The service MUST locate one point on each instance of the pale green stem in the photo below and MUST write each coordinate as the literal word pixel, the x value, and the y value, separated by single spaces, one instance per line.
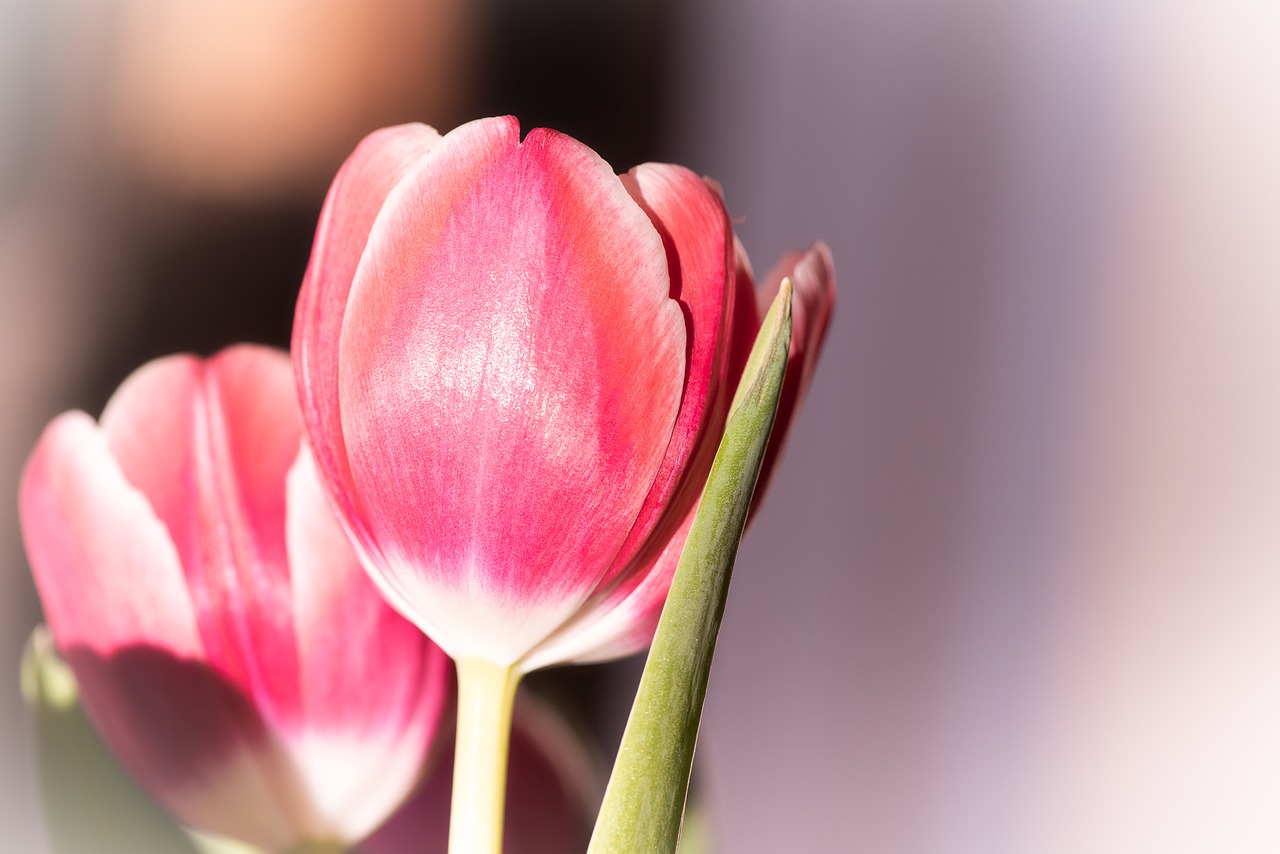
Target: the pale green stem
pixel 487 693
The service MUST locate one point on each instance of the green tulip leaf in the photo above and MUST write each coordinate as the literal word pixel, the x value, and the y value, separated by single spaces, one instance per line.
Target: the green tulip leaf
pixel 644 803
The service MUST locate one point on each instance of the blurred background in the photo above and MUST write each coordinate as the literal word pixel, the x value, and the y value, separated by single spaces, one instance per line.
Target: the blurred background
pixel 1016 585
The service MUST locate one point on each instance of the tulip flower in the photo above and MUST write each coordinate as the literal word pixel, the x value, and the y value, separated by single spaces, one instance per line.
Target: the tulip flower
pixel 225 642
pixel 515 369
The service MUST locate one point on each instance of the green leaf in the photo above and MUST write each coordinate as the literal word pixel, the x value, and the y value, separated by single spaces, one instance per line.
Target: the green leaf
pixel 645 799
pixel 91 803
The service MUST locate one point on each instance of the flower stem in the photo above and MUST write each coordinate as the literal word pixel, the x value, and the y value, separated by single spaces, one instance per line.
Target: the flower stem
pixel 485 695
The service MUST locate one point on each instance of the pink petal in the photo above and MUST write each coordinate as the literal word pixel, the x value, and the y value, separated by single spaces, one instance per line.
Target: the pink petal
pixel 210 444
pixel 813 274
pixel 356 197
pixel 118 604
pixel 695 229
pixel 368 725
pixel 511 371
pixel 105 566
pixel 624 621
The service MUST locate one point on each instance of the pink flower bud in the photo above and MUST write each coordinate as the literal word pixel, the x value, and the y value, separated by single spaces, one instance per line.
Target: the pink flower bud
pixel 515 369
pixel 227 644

**Assigned task:**
Leave the images aside and return the records above exactly as written.

**Answer to this problem:**
The service MUST locate one point on each instance of the pale green stem in the photo below and MUST write each coordinate as the literal word pixel, the x value, and the y value, separated by single spaces, one instance per line.
Target: the pale green stem
pixel 487 693
The service MUST locate one point on each instance of the green tulip leaf in the photo above and MUST write each coordinate as the literal word pixel, the x value, and the y value, separated by single spaces, one instance per line.
Target: the green tulip leaf
pixel 644 803
The service MUST locate one point on each instance of the blurred background in the photo above and MUST write each coordinate as the literal word pixel, the x value, and the y value, separated by single spaces, one instance per line.
Target: the blurred background
pixel 1016 585
The service MUST locate one point on each instance of the tulip flower in the photo above and MUST write each coordinate as the literal word pixel, the x value, and the y value, separated by single spaces, one instance per line.
Target: the tulip flower
pixel 225 642
pixel 515 369
The service MUST locate one point on each instance of the green leaf in the photo above and MUST write each coordinate as the literal word pixel, the x value, and the y value, separated by single spaces, one instance per line.
Target: the green leaf
pixel 645 799
pixel 91 803
The service MUST locate one point on each instance of the flower stem in the photo above and MUST write each coordinate as the literal word pixel, the x value, and the y value, separated by single spaces, one instance per line.
Target: the flower stem
pixel 485 695
The service MUST locate one point on each instance of the pink petal in the photo above and MUST write each coordinate as the literal word pixel, the x value, and the y value, separated by single spaces, one instance per line.
Target: the pink petal
pixel 210 444
pixel 813 274
pixel 356 197
pixel 118 604
pixel 695 229
pixel 368 725
pixel 511 371
pixel 105 566
pixel 624 621
The service MUST locate one point on each instance of the pink flower bud in the photo above and MUST write each coordinate as the literal word pixel, the x value, and the y value, separated by single spaces, one instance per line.
Target: the pink flower bud
pixel 515 369
pixel 227 644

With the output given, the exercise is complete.